• **What to work on**
Throughout the listing below, swap "in this photo" for "in this image" and leave all other text untouched. Omit the pictures from your answer.

— Begin —

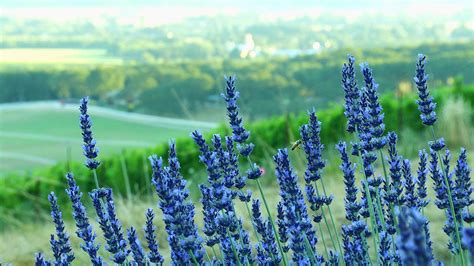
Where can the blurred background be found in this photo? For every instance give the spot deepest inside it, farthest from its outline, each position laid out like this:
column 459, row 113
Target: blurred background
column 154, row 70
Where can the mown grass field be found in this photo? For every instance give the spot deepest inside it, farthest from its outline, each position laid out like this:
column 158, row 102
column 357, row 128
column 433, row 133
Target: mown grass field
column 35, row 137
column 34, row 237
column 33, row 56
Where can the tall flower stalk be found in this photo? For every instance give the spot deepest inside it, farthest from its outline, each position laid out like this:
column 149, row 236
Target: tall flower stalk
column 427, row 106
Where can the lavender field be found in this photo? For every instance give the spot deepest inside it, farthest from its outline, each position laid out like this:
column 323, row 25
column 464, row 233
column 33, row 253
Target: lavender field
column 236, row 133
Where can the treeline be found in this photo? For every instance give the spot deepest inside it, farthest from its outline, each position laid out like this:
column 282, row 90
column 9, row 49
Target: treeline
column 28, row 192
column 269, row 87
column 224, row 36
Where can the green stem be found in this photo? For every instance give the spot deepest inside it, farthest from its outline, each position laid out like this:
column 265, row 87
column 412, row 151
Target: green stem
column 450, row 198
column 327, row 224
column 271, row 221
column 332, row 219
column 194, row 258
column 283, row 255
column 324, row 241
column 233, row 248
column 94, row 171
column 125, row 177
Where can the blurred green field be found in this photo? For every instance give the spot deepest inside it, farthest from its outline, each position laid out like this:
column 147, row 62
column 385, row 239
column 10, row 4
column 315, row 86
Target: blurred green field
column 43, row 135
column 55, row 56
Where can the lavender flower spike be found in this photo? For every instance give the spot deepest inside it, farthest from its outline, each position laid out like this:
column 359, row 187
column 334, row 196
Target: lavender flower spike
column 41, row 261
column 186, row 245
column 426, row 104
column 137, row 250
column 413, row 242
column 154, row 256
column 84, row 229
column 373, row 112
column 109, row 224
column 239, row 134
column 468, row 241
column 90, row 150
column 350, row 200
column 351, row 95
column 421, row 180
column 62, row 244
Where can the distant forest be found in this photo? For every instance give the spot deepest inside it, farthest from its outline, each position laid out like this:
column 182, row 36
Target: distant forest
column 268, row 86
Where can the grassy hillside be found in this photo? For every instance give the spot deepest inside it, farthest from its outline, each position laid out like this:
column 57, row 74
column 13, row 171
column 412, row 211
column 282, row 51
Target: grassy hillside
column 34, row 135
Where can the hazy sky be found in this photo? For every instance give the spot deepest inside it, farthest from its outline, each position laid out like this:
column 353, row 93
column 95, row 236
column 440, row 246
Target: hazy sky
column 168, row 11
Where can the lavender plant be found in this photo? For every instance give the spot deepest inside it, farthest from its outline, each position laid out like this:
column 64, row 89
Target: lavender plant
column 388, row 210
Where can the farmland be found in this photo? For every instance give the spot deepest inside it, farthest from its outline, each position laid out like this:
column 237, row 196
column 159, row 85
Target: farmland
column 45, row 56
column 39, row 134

— End —

• **Response to this exercise**
Where can the blurred background be found in this image? For every instance give the spot deepest inside it, farthest from its outline, each position laid out like this:
column 459, row 113
Target: blurred background
column 154, row 70
Where can the mown grass field be found in this image? For every instance give the spot deepest inside it, farthest from its outline, each position laid out like this:
column 158, row 102
column 357, row 128
column 433, row 133
Target: mown grass field
column 35, row 137
column 34, row 237
column 33, row 56
Where can the tall flower stalk be found in this image? For every instance give the spot deepest inside it, farthest from its outline, each position laid out like this:
column 149, row 236
Target: tall flower stalk
column 427, row 106
Where can the lavender field be found in this image? For every instance give the spot deepest inside it, farthest from its outline, each position laid out like this:
column 323, row 25
column 464, row 233
column 33, row 253
Target: lavender field
column 236, row 133
Where can the treeline be found in this image? For every instance give the spot deepest inside it, farthest from its outline, each position laid out like this:
column 282, row 90
column 9, row 49
Target: treeline
column 28, row 192
column 269, row 87
column 224, row 36
Where can the green stem be found in this image? For every instance give the spot deepest inside it, farthest from its outline, each position laid out like this:
column 265, row 87
column 412, row 151
Target: green stem
column 450, row 198
column 327, row 224
column 271, row 221
column 332, row 219
column 194, row 258
column 283, row 255
column 324, row 241
column 233, row 248
column 94, row 171
column 125, row 177
Where can the blurred green field be found in this image? For every instance give the spot deepest inside it, farthest from its outline, each position laid out like this:
column 147, row 62
column 385, row 239
column 10, row 4
column 315, row 86
Target: blurred green field
column 43, row 135
column 55, row 56
Where can the lavender flower spike be found in this image? For every instance give the spot deepest inside it, farthest from its outline, each position laid out like this:
column 359, row 187
column 334, row 196
Target: lavender flower spike
column 41, row 261
column 186, row 245
column 426, row 104
column 137, row 250
column 413, row 242
column 154, row 256
column 84, row 229
column 373, row 112
column 109, row 224
column 239, row 134
column 468, row 241
column 90, row 150
column 350, row 200
column 351, row 95
column 421, row 180
column 62, row 244
Where can the distant forest be found in this image? For every instance give the spot deepest inside it, farthest from its outline, each position laid out like this:
column 182, row 36
Target: distant forest
column 268, row 86
Where can the grassy hillside be found in this image? For every instance give the spot deepest inside it, farthest from its outline, each position laid out like this:
column 57, row 74
column 13, row 171
column 412, row 211
column 282, row 51
Target: grassy hillside
column 34, row 135
Where can the hazy sky be found in this image? For every instance give the spot deepest inside it, farthest from its outline, each position laid out like this:
column 353, row 93
column 95, row 236
column 440, row 246
Target: hazy sky
column 168, row 11
Where can the lavender plant be found in this image? For every instance give the spot deepest inside it, farthest from its outline, each position laid out like this:
column 64, row 89
Target: lavender plant
column 388, row 210
Where can the farmland be found in this image? For every instance give the spot deepest inside it, farthest from its outline, each position laid out like this:
column 237, row 196
column 159, row 85
Target: farmland
column 45, row 56
column 39, row 134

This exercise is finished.